_Written task:_ Copy the entries below word for word, omitting the pictures.

_Input:_

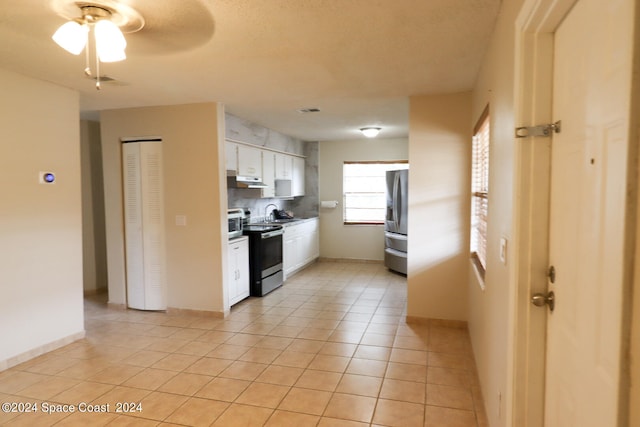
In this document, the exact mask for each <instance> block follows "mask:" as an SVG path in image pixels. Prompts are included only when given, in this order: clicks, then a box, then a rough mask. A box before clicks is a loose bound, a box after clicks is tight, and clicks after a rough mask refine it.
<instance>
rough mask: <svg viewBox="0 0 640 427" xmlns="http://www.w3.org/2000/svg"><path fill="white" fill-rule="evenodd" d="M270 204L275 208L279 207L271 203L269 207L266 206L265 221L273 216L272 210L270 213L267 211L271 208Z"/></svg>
mask: <svg viewBox="0 0 640 427" xmlns="http://www.w3.org/2000/svg"><path fill="white" fill-rule="evenodd" d="M269 206H273V207H274V208H276V209H278V205H276V204H273V203H269V204H268V205H267V207H265V208H264V222H268V221H269V219H270V218H271V217H272V216H273V212H271V213H270V214H267V211H268V210H269Z"/></svg>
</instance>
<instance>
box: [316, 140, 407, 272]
mask: <svg viewBox="0 0 640 427" xmlns="http://www.w3.org/2000/svg"><path fill="white" fill-rule="evenodd" d="M318 146H319V148H318V150H319V162H318V164H319V165H318V169H319V172H318V175H319V187H320V188H319V193H320V200H338V202H339V205H338V207H337V208H336V209H324V208H320V256H321V257H323V258H344V259H357V260H376V261H380V260H383V259H384V227H383V226H382V225H344V223H343V215H342V208H343V200H342V197H343V196H342V166H343V164H344V162H345V161H366V160H407V159H408V151H407V148H408V144H407V140H406V139H377V138H376V139H358V140H349V141H322V142H320V143H319V144H318ZM409 167H411V165H410V166H409Z"/></svg>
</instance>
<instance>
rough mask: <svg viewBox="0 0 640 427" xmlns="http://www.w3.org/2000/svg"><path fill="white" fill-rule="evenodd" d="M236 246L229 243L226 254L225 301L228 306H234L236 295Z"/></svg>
mask: <svg viewBox="0 0 640 427" xmlns="http://www.w3.org/2000/svg"><path fill="white" fill-rule="evenodd" d="M238 248H239V247H238V244H237V243H229V253H228V254H227V255H228V257H227V268H228V271H229V276H228V278H227V300H228V301H229V306H232V305H233V304H235V302H236V301H235V299H236V295H237V294H238Z"/></svg>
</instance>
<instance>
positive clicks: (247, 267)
mask: <svg viewBox="0 0 640 427" xmlns="http://www.w3.org/2000/svg"><path fill="white" fill-rule="evenodd" d="M227 262H228V269H229V277H228V279H227V295H228V298H229V306H232V305H234V304H236V303H238V302H240V301H242V300H243V299H245V298H247V297H248V296H249V238H248V237H246V236H245V237H239V238H237V239H233V240H231V241H229V253H228V258H227Z"/></svg>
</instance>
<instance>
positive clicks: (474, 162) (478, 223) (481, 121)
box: [469, 105, 491, 281]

_The answer:_
In this document, the exact mask for each <instance> block follows "mask:" as an SVG path in image pixels. Prompts are included only when given, in this order: clicks, then a box, then a rough mask. A box before clicks is a loose bound, a box after clicks is tight, and clicks after a rough mask refine it.
<instance>
rough mask: <svg viewBox="0 0 640 427" xmlns="http://www.w3.org/2000/svg"><path fill="white" fill-rule="evenodd" d="M270 204L275 208L279 207L271 203L269 207L266 206L265 221L273 216L272 210L270 213L267 211L271 208Z"/></svg>
mask: <svg viewBox="0 0 640 427" xmlns="http://www.w3.org/2000/svg"><path fill="white" fill-rule="evenodd" d="M269 206H273V207H274V208H276V209H278V205H276V204H273V203H269V204H268V205H267V207H265V208H264V222H268V221H269V219H270V218H271V217H272V216H273V212H271V213H270V214H267V211H268V210H269Z"/></svg>
</instance>
<instance>
box: [316, 140, 407, 272]
mask: <svg viewBox="0 0 640 427" xmlns="http://www.w3.org/2000/svg"><path fill="white" fill-rule="evenodd" d="M318 146H319V148H318V150H319V162H318V164H319V165H318V169H319V172H318V175H319V187H320V188H319V193H320V200H338V202H339V205H338V207H337V208H336V209H324V208H320V256H321V257H323V258H344V259H357V260H376V261H380V260H383V259H384V227H383V226H382V225H344V223H343V215H342V208H343V200H342V197H343V196H342V166H343V164H344V162H345V161H366V160H407V159H408V151H407V148H408V144H407V140H406V139H377V138H376V139H358V140H349V141H322V142H320V143H319V144H318ZM409 167H411V165H410V166H409Z"/></svg>
</instance>
<instance>
rough mask: <svg viewBox="0 0 640 427" xmlns="http://www.w3.org/2000/svg"><path fill="white" fill-rule="evenodd" d="M236 246L229 243L226 254L225 301L228 306H234L236 295Z"/></svg>
mask: <svg viewBox="0 0 640 427" xmlns="http://www.w3.org/2000/svg"><path fill="white" fill-rule="evenodd" d="M238 248H239V247H238V244H237V243H229V253H228V254H227V255H228V257H227V268H228V271H229V276H228V278H227V300H228V301H229V306H232V305H233V304H235V302H236V301H235V299H236V295H237V294H238Z"/></svg>
</instance>
<instance>
positive clicks: (247, 267)
mask: <svg viewBox="0 0 640 427" xmlns="http://www.w3.org/2000/svg"><path fill="white" fill-rule="evenodd" d="M227 262H228V269H229V277H228V279H227V295H228V298H229V306H232V305H234V304H236V303H238V302H240V301H242V300H243V299H245V298H247V297H248V296H249V238H248V237H246V236H245V237H239V238H237V239H233V240H231V241H229V253H228V258H227Z"/></svg>
</instance>
<instance>
positive clicks: (474, 162) (478, 223) (481, 121)
box: [469, 105, 491, 281]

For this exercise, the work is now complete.